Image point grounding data
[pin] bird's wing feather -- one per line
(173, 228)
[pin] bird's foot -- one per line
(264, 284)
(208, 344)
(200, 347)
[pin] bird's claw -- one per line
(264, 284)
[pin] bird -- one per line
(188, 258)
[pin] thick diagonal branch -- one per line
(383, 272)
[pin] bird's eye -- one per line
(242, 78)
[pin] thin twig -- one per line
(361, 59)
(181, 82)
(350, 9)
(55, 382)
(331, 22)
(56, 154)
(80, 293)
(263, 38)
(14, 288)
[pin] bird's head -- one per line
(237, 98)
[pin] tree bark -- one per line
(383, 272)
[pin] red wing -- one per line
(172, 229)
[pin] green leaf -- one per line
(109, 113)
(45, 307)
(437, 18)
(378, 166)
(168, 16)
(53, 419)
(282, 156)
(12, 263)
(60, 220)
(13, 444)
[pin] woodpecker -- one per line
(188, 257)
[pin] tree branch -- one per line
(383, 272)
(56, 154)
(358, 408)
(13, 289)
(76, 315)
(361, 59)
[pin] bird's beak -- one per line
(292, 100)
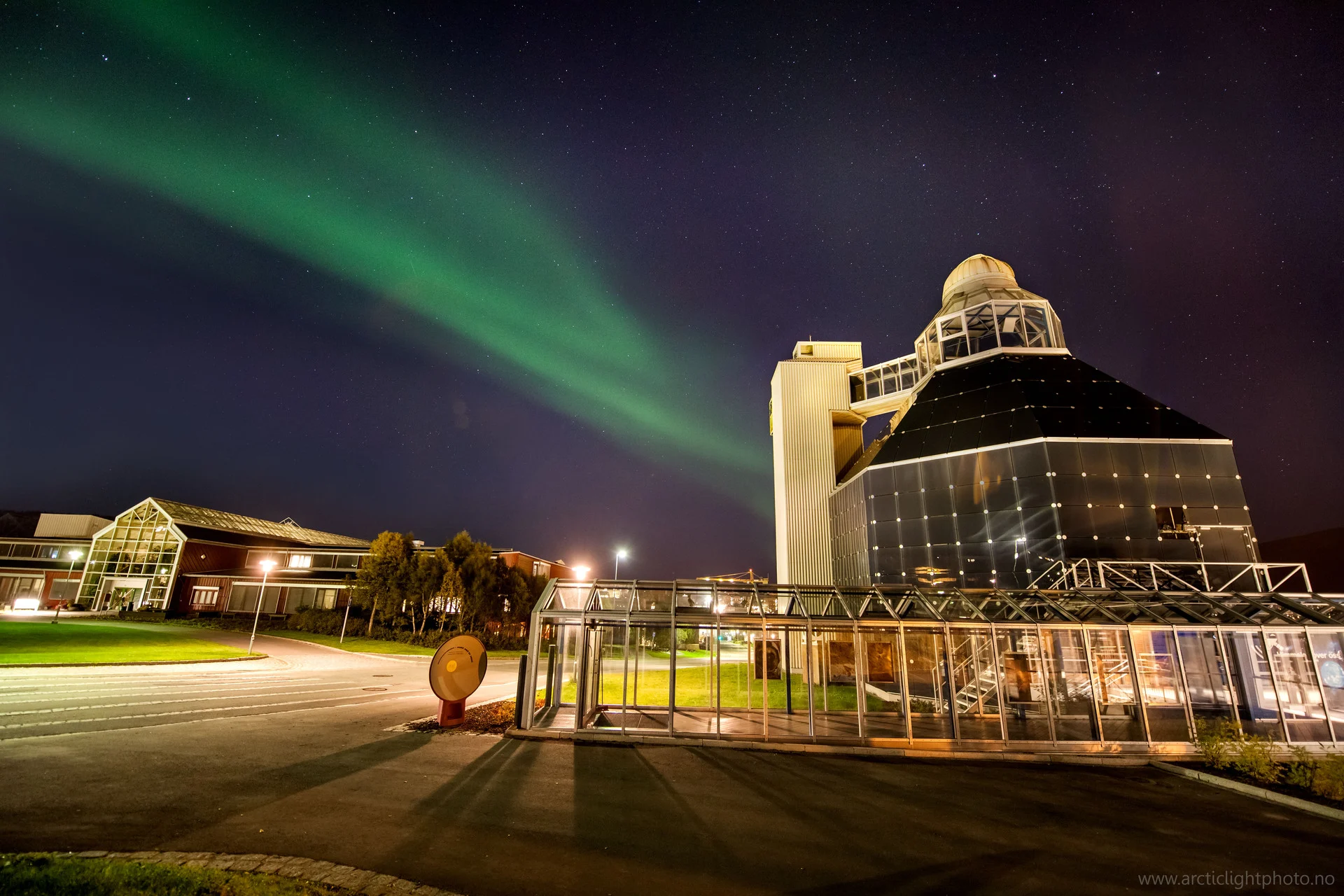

(Exercise aim):
Your task is to set down every entry exactly, leaving out any picture it contains.

(Task answer):
[pin] bird's wing feather -- one per line
(173, 228)
[pin] bird's foot -- one per line
(264, 284)
(208, 344)
(200, 347)
[pin] bird's claw -- one per line
(264, 284)
[pin] bird -- one per line
(188, 258)
[pin] thick diagonal branch -- one per line
(383, 272)
[pin] bird's eye -- one per line
(242, 78)
[pin] thin twig -- one per line
(361, 59)
(181, 82)
(350, 9)
(55, 382)
(331, 22)
(56, 154)
(80, 293)
(263, 38)
(14, 288)
[pin] bird's head -- one per line
(237, 98)
[pin] tree bark -- one per line
(383, 272)
[pin] red wing -- one per line
(172, 229)
[pin] green leaf -- one per line
(109, 113)
(45, 307)
(437, 18)
(378, 166)
(168, 16)
(53, 419)
(282, 156)
(12, 263)
(60, 220)
(13, 444)
[pin] woodpecker -- one per line
(188, 257)
[pin] tree branch -- one per line
(383, 272)
(56, 154)
(358, 408)
(13, 289)
(76, 315)
(361, 59)
[pin] bird's beak -- one per line
(292, 100)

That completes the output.